## WHAT IS NEEDED
Convert the records below into a two-column CSV with the header input,output, one row per record. Put the record's text in input and its answer in output, with each field in double quotes and every line break replaced by a space.

□ □ □ □ □ □ □

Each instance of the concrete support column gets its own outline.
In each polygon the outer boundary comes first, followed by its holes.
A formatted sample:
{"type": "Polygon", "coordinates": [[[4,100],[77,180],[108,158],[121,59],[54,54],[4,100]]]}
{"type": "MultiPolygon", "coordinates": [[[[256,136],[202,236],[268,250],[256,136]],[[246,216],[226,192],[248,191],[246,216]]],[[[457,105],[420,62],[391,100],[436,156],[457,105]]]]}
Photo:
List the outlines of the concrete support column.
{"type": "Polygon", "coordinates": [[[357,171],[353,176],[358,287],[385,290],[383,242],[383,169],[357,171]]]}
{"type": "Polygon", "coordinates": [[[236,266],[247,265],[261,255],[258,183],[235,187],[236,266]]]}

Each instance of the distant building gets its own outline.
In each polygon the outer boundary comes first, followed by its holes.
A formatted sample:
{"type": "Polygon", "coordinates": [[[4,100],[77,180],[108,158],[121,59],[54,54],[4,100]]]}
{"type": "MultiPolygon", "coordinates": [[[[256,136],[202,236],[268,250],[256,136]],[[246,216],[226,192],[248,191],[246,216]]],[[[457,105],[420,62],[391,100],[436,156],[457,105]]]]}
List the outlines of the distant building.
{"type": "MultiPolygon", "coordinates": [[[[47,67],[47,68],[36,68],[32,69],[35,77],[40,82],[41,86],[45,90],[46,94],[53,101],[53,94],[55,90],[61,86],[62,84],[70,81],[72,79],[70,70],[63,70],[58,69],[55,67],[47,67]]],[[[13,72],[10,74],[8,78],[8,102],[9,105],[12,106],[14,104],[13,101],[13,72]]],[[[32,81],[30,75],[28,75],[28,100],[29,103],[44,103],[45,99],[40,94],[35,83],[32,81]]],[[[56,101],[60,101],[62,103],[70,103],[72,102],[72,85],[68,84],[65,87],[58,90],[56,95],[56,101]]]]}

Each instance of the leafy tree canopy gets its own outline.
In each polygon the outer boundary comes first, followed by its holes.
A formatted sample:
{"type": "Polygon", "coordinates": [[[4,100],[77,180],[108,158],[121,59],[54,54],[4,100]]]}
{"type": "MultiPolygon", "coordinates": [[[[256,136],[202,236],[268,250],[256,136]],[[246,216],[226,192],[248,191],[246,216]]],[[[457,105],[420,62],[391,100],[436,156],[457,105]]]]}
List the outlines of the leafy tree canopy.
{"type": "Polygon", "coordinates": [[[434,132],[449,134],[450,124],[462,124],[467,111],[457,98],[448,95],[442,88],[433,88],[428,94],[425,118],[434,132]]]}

□ □ □ □ □ □ □

## ANSWER TO THIS PROBLEM
input,output
"Each instance of the concrete support column gets its own outline. In each polygon the outer boundary comes first, followed by its holes. A formatted sample: {""type"": ""Polygon"", ""coordinates"": [[[4,100],[77,180],[108,158],[121,59],[54,54],[4,100]]]} {""type"": ""MultiPolygon"", ""coordinates"": [[[[256,136],[202,236],[268,250],[256,136]],[[246,216],[226,192],[248,191],[246,216]]],[[[457,105],[420,62],[391,100],[436,156],[457,105]]]]} Photo: List the outlines of the concrete support column.","{""type"": ""Polygon"", ""coordinates"": [[[357,171],[353,176],[358,287],[385,290],[383,242],[383,169],[357,171]]]} {""type"": ""Polygon"", ""coordinates"": [[[236,266],[247,265],[261,255],[258,183],[235,187],[236,266]]]}"
"Each instance of the distant building gets its own outline. In each polygon the outer boundary comes first, followed by its holes. A formatted sample: {""type"": ""Polygon"", ""coordinates"": [[[4,100],[77,180],[108,158],[121,59],[54,54],[4,100]]]} {""type"": ""MultiPolygon"", ""coordinates"": [[[[256,136],[202,236],[268,250],[256,136]],[[246,216],[226,192],[248,191],[246,216]]],[[[457,105],[420,62],[391,100],[436,156],[457,105]]]]} List the outlines of the distant building.","{""type"": ""MultiPolygon"", ""coordinates"": [[[[47,67],[47,68],[36,68],[32,69],[35,77],[40,82],[41,86],[45,90],[46,94],[53,101],[53,94],[55,90],[61,86],[62,84],[70,81],[72,79],[70,70],[63,70],[58,69],[55,67],[47,67]]],[[[13,72],[10,74],[8,78],[8,102],[9,105],[12,106],[14,104],[13,101],[13,72]]],[[[32,81],[30,75],[28,75],[28,100],[29,103],[44,103],[45,99],[40,94],[35,83],[32,81]]],[[[56,101],[60,101],[62,103],[70,103],[72,102],[72,85],[68,84],[65,87],[58,90],[56,95],[56,101]]]]}"
"Each instance of the leafy tree canopy gets its own outline. In each polygon the outer boundary comes first, followed by its holes. A formatted sample: {""type"": ""Polygon"", ""coordinates"": [[[4,100],[77,180],[108,158],[121,59],[54,54],[4,100]]]} {""type"": ""MultiPolygon"", ""coordinates"": [[[[256,136],[202,236],[268,250],[256,136]],[[246,216],[226,192],[248,191],[246,216]]],[[[457,105],[420,62],[391,100],[436,156],[457,105]]]]} List the outlines of the leafy tree canopy.","{""type"": ""Polygon"", ""coordinates"": [[[434,132],[449,134],[450,124],[462,124],[467,111],[457,98],[448,95],[442,88],[433,88],[428,94],[425,118],[434,132]]]}"